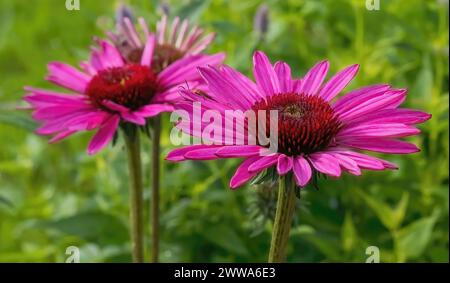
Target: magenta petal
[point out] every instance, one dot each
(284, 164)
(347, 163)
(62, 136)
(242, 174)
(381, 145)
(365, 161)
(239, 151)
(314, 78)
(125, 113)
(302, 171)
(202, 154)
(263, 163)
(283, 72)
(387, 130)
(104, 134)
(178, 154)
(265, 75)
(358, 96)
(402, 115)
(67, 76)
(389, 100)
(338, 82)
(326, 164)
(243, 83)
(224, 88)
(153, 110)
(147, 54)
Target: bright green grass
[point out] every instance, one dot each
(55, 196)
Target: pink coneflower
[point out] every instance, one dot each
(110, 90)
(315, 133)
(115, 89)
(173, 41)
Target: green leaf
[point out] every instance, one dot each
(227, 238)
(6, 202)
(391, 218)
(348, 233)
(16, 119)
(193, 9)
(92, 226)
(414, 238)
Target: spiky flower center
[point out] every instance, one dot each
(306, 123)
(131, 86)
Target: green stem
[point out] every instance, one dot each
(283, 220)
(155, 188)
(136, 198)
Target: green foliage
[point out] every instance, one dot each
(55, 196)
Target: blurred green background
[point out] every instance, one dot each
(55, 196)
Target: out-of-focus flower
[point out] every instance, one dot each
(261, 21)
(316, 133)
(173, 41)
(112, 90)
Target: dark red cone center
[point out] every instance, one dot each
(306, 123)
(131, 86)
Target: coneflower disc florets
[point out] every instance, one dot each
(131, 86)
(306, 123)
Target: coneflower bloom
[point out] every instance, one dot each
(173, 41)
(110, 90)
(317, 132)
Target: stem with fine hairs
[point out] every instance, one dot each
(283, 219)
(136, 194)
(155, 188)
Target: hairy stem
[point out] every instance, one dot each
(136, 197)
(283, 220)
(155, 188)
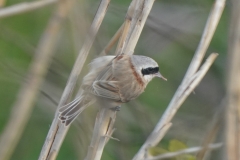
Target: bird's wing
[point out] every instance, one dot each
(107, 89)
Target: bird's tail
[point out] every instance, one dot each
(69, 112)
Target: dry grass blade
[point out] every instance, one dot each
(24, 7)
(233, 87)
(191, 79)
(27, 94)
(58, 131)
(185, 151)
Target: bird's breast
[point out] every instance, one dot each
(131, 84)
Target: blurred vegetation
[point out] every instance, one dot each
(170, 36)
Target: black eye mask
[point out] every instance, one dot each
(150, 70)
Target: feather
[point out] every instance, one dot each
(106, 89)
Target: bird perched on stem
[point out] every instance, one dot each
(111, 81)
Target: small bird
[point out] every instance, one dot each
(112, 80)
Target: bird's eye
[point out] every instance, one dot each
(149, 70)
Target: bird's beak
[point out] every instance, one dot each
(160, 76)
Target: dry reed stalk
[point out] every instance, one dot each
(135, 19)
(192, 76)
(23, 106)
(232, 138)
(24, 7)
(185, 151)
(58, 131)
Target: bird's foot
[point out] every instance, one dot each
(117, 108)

——

▶ [Task to carry out] For the entries shown above, give the number of lines that include the word "grass", without any other text.

▶ [Result of this exercise] 2